> **INSTRUCTIONS FOR THE TASK**
Give only the number of lines in these records that include "block".

> **EXERCISE DATA**
-=-=-

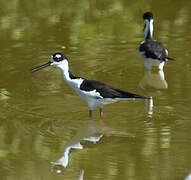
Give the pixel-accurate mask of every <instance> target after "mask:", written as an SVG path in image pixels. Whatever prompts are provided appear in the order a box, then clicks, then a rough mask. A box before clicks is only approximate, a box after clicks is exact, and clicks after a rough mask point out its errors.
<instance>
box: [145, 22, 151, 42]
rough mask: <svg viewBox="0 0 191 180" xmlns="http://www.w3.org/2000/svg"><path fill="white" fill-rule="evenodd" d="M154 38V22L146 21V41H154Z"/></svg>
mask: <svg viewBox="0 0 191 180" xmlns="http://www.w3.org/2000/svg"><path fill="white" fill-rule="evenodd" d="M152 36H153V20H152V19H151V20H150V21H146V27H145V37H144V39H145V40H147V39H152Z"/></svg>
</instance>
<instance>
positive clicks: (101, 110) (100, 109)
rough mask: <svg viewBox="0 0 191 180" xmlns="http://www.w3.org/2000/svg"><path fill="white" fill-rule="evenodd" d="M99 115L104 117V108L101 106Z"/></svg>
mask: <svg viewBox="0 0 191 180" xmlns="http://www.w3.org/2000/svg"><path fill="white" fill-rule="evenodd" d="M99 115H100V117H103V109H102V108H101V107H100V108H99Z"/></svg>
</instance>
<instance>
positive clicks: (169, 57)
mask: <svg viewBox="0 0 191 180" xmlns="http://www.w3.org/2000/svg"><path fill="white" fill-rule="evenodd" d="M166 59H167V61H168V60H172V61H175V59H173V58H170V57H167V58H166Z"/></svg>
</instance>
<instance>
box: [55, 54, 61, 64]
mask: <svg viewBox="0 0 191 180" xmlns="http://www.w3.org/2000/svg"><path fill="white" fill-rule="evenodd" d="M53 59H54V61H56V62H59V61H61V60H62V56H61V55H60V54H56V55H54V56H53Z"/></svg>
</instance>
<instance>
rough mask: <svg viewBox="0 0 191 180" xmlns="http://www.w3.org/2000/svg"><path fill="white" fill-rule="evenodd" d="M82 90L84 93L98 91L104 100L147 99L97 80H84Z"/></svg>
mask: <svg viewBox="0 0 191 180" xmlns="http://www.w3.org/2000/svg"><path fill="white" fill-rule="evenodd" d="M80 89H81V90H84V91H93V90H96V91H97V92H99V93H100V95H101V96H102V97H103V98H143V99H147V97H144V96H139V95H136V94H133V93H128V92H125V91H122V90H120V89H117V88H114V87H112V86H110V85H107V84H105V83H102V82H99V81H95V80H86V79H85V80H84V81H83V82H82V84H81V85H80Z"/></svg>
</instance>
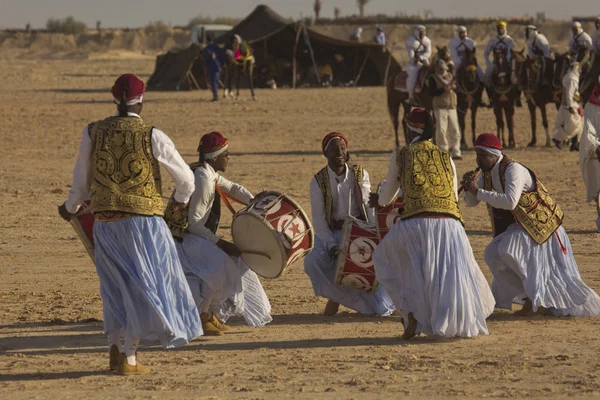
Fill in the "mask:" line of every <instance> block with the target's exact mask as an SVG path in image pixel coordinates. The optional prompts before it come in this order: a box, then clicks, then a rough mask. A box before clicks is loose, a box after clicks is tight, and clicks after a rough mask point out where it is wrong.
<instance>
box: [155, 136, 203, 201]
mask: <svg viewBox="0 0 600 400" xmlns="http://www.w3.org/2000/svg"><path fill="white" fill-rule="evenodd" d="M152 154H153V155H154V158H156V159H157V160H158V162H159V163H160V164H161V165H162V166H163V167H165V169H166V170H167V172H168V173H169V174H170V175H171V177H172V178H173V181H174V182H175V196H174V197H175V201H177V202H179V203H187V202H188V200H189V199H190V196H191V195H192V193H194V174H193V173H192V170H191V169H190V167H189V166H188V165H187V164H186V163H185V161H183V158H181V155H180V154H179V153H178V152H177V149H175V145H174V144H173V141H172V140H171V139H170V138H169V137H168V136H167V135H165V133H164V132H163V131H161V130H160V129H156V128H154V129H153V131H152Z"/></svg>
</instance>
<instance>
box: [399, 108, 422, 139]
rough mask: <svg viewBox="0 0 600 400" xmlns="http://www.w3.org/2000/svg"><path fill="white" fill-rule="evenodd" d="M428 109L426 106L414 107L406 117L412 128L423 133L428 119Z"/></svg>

-=-=-

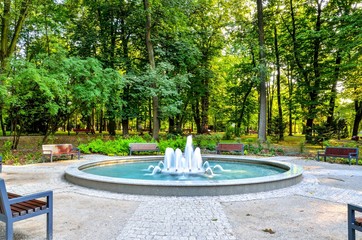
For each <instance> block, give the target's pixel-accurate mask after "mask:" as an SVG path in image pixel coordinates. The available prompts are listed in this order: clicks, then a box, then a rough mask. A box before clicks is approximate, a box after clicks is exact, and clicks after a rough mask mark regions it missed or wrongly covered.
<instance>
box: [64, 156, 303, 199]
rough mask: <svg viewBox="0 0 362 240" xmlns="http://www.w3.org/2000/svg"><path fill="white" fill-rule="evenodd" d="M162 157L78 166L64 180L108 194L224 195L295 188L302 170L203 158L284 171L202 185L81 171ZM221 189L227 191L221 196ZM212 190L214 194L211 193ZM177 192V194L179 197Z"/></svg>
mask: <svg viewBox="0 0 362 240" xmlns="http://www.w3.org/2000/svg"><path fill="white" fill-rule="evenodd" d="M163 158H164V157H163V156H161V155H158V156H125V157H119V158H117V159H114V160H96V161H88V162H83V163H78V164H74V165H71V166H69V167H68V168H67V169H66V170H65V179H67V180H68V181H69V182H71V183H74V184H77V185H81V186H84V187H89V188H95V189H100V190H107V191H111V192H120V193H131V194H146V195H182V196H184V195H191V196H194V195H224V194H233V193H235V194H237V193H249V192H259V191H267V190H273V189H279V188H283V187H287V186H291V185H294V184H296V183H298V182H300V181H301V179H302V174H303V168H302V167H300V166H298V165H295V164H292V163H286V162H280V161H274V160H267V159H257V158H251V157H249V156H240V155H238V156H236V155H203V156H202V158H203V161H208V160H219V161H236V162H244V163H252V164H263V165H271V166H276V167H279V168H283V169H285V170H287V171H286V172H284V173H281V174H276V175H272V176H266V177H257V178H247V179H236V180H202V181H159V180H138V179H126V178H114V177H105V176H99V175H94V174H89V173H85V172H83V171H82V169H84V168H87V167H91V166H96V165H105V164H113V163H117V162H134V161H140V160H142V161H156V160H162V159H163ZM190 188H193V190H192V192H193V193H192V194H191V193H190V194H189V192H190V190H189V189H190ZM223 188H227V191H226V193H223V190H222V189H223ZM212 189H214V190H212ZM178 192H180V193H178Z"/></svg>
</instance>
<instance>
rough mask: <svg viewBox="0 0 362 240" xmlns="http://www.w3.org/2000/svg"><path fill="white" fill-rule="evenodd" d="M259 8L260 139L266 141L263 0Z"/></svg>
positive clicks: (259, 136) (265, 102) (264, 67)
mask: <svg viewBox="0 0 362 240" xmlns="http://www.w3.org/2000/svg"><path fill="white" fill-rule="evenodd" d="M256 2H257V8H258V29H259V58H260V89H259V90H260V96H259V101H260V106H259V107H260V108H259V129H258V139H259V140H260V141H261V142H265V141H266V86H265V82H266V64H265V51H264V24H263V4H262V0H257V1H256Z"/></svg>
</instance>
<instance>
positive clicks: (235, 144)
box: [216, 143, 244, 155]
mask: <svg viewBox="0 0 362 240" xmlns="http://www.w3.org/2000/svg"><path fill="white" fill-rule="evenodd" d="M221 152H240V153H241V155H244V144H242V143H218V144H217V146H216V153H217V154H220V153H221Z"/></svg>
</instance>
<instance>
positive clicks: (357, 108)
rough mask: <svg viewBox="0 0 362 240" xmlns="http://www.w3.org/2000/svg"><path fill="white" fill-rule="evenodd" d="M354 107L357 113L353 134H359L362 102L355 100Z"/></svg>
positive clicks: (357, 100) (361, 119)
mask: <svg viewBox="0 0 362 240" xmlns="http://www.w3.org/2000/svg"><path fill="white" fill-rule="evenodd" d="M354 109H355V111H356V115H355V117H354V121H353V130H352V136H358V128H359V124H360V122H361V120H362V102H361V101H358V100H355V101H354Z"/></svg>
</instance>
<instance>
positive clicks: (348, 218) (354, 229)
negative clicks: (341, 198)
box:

-=-=-

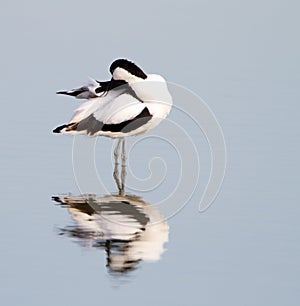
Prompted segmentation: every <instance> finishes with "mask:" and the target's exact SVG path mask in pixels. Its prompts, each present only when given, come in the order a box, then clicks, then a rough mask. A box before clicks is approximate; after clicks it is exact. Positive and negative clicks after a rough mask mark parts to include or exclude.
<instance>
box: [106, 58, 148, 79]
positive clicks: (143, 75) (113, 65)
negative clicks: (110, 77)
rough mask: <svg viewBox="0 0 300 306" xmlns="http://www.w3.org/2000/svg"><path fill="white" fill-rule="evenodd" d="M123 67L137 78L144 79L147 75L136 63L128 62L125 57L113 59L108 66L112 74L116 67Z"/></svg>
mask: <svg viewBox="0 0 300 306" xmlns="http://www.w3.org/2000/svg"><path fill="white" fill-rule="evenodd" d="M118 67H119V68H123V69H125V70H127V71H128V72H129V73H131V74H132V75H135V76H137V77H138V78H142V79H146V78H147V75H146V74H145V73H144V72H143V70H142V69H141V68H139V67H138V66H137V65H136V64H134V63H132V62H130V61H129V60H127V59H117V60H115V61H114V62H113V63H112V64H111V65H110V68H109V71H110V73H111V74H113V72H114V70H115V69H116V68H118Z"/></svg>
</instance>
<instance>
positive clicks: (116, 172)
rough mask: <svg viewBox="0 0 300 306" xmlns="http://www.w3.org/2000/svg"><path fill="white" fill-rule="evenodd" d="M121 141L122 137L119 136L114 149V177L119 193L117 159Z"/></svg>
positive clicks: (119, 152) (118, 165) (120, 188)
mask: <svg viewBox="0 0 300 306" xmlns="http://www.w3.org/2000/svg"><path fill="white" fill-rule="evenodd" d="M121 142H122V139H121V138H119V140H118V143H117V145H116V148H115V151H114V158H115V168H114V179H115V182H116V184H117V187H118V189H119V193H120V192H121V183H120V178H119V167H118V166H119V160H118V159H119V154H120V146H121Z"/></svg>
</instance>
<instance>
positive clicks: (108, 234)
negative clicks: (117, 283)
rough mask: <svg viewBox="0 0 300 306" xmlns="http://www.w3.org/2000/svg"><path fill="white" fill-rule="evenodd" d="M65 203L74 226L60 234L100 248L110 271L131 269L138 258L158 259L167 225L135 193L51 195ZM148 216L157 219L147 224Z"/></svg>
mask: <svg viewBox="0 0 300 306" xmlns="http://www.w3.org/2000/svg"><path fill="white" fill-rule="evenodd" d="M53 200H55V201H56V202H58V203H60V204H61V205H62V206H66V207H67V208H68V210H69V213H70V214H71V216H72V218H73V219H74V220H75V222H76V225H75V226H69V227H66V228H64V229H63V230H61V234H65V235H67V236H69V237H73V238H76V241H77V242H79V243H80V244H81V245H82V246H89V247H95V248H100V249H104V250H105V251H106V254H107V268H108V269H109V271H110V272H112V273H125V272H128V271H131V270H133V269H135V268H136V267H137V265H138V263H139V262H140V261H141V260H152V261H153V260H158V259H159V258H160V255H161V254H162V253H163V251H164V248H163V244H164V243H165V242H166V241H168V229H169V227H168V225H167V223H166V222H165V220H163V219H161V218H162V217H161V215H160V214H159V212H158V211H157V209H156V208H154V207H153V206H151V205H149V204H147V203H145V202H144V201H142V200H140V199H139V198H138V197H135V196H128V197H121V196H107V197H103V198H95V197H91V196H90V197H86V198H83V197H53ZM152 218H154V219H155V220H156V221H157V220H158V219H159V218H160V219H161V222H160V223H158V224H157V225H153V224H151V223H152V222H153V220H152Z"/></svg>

-=-=-

> **TASK OUTPUT**
2